• [Tasks for this exercise]
1 - According to the JPMorgan Chase prepaid card article, what monthly fee will Chase charge for the new cards?
2 - Pick up the JPMorgan Chase prepaid card article after its last sentence and carry it forward in the same reporting style.

• [Excerpted text]
======

JPMorgan Chase & Co is seeking to move its least profitable checking customers into new prepaid debit card accounts to boost earnings in a business crimped by new regulations.

JPMorgan Chase & Co is seeking to move its least profitable checking customers into new prepaid debit card accounts to boost earnings in a business crimped by new regulations.

The cards work like checking accounts except that customers cannot write checks and overdrafts, and instead they pay with a swipe or by entering the card number on a website.

A loophole in the 2010 Dodd-Frank financial reform law allows banks to charge merchants higher fees for processing payments made with this type of debit card.

Chase said on Tuesday it will market the cards - with a relatively low $4.95 monthly fee - mainly to people who frequently overdraw their accounts, keep low balances, or do not qualify for a checking account at all. It is not adding extra fees for deposits or withdrawals at its ATMs or branches.

======

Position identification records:
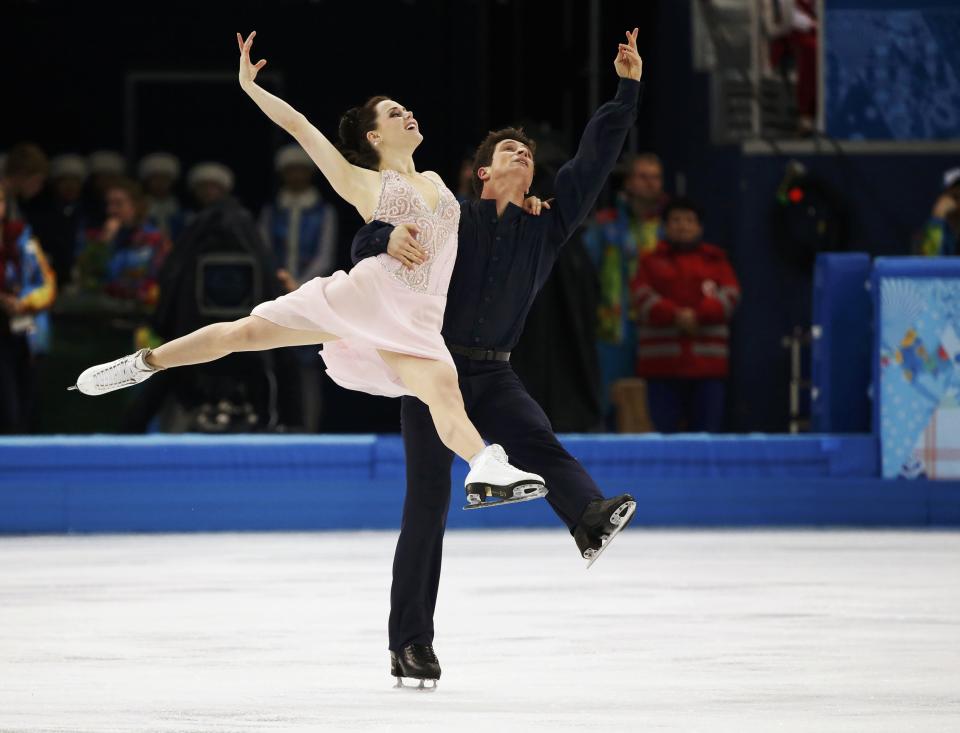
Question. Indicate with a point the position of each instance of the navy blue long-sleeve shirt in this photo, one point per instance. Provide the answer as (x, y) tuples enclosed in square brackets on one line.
[(503, 262)]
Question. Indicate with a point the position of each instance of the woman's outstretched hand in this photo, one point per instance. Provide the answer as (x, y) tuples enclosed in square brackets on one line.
[(533, 205), (628, 63), (248, 71)]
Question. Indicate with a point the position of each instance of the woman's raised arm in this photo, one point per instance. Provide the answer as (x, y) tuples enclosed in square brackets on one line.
[(357, 186)]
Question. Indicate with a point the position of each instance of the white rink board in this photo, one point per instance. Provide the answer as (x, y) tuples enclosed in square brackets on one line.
[(670, 631)]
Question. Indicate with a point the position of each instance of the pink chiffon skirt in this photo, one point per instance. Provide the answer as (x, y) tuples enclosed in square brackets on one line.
[(369, 310)]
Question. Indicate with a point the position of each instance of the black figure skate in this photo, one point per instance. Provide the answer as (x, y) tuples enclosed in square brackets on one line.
[(602, 520), (418, 662)]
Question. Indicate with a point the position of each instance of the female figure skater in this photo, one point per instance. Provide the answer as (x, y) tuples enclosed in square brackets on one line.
[(380, 324)]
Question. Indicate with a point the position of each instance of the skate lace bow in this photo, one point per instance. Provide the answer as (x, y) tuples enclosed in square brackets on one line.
[(498, 454), (427, 653)]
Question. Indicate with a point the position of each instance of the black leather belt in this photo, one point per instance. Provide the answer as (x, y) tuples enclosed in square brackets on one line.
[(479, 354)]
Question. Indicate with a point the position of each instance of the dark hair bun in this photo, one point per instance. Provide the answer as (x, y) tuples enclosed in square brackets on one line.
[(355, 123)]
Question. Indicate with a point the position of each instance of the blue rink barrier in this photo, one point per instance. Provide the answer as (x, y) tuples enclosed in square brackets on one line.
[(204, 483)]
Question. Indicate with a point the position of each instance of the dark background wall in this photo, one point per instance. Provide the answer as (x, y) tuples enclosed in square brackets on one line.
[(464, 67)]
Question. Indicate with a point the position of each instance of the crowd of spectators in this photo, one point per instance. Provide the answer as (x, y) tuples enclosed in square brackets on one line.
[(83, 239), (80, 238)]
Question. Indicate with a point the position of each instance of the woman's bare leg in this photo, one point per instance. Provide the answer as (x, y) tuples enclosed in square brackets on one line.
[(215, 341), (436, 385)]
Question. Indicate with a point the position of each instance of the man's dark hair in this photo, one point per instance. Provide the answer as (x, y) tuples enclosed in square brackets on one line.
[(484, 155), (354, 126), (682, 203)]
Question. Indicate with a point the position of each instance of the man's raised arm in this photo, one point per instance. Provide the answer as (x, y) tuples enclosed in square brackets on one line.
[(580, 180)]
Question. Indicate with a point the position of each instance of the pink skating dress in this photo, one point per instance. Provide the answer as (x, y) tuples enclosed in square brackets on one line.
[(380, 304)]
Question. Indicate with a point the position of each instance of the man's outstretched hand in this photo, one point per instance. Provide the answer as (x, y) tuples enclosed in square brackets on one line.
[(628, 63)]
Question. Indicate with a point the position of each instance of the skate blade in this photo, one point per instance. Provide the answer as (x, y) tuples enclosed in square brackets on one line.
[(422, 687), (540, 492), (623, 518)]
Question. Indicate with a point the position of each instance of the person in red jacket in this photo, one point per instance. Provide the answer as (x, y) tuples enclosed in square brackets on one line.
[(684, 292)]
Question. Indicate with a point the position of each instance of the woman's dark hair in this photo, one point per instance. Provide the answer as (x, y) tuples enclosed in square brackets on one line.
[(134, 192), (354, 126), (484, 155)]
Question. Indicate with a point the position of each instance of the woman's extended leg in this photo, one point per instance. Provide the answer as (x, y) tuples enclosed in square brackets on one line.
[(215, 341), (251, 333), (491, 476), (435, 384)]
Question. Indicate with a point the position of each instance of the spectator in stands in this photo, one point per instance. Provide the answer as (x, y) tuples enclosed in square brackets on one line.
[(67, 175), (123, 257), (941, 233), (209, 183), (27, 290), (615, 241), (301, 231), (24, 178), (685, 293), (300, 227), (158, 174), (792, 27), (106, 167)]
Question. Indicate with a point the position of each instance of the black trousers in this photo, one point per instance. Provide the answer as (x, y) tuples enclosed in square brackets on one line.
[(503, 412)]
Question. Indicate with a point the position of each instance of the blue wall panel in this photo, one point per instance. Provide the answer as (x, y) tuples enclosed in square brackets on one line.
[(201, 483)]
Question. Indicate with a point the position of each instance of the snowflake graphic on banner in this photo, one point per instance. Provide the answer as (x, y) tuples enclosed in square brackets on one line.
[(920, 374)]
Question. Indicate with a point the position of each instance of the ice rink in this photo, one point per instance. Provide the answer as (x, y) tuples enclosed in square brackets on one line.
[(669, 631)]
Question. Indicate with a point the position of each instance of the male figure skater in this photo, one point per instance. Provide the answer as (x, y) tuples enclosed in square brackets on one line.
[(503, 260)]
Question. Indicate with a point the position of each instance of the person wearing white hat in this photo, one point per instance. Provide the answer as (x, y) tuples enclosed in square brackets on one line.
[(299, 225), (941, 234), (158, 173), (209, 182)]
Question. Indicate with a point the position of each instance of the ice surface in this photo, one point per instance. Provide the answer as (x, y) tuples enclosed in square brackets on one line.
[(670, 631)]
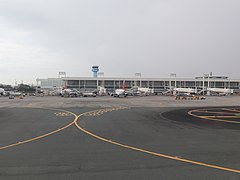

======

• [In response]
1 - $4.95 a month.

2 -
The move could pressure other debit card issuers to reduce fees and could prove to be a low-cost way for the industry to provide basic financial services to people who live paycheck-to-paycheck.

These customers have become a millstone for banks across the country after new U.S. regulations limited overdraft fees that banks can charge. A prepaid debit card cannot usually be overdrawn.

Chase, the bank's retail arm, hopes the prepaid debit card will help it avoid the negative publicity that overdraft fees can garner. Many consumer advocates view those fees as a stealth tax on the poor.

Prepaid debit cards can carry high fees as well, but JPMorgan Chase says its card is among the cheapest available for the average consumer.

Many banks are going the same route as JPMorgan Chase and moving unprofitable customers into prepaid debit cards. The product generates fees and also lowers the cost of maintaining the account, said Todd Maclin, who heads Chase's consumer and business banking unit.

"When we get out of the overdraft business, we also get out of the check business, which means we get out of the paper business, which means we also get out of a lot of processing, which means we save a lot of money," Maclin said in an interview.

Between new regulations on fees and low returns on customer deposits as interest rates have dropped, JPMorgan Chase estimates that about 10 percent of its accounts do not generate enough revenue to cover their incremental costs, such as check processing and deposit insurance.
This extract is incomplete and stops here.